Problem details —
Pick out every line in the records below that contains the word "building" and copy each of those lines.

Data to process —
════════════════
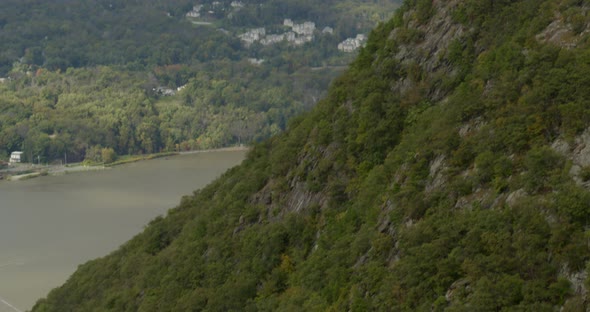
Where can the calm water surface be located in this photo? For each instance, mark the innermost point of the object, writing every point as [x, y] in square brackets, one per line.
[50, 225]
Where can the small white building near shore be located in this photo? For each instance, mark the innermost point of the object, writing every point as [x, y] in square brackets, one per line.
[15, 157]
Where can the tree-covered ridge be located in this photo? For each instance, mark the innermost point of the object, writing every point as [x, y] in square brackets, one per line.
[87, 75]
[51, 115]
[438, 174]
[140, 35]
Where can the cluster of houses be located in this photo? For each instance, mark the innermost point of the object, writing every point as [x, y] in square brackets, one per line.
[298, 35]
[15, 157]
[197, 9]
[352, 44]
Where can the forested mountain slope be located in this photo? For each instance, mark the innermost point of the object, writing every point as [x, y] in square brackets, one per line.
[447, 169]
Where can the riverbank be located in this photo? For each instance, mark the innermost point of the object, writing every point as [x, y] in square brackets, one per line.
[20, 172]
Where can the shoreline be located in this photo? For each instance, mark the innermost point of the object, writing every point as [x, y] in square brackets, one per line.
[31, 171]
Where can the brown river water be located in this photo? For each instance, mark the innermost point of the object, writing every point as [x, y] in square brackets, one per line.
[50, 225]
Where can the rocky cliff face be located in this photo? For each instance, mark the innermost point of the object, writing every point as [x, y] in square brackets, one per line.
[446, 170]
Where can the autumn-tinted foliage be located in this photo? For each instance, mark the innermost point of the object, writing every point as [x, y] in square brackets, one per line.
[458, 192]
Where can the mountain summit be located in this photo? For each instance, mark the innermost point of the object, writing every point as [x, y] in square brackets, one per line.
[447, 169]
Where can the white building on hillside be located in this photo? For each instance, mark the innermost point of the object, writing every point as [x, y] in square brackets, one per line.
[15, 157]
════════════════
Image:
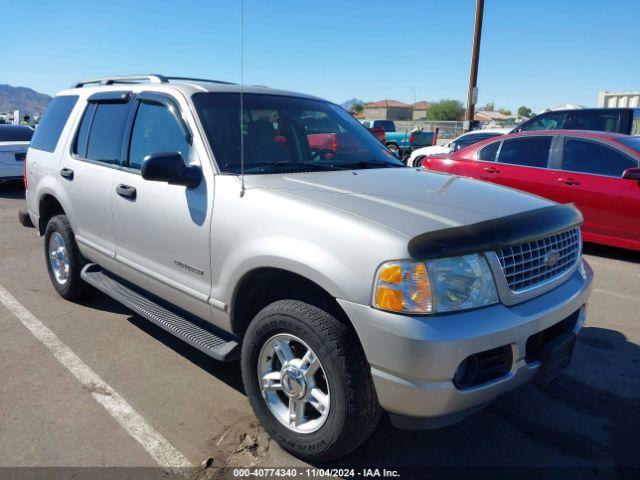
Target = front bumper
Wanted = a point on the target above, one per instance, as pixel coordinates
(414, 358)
════════════════
Output —
Where can the small white building near shore be located in this photo? For each instance, mark the innermost point of the object, writing every point as [x, y] in square brackets, one per line.
Where can the white building on hillside be located in this photo? For each instance, mark the innermost point of the object, writing every point as [x, y] in square brackets, one per line.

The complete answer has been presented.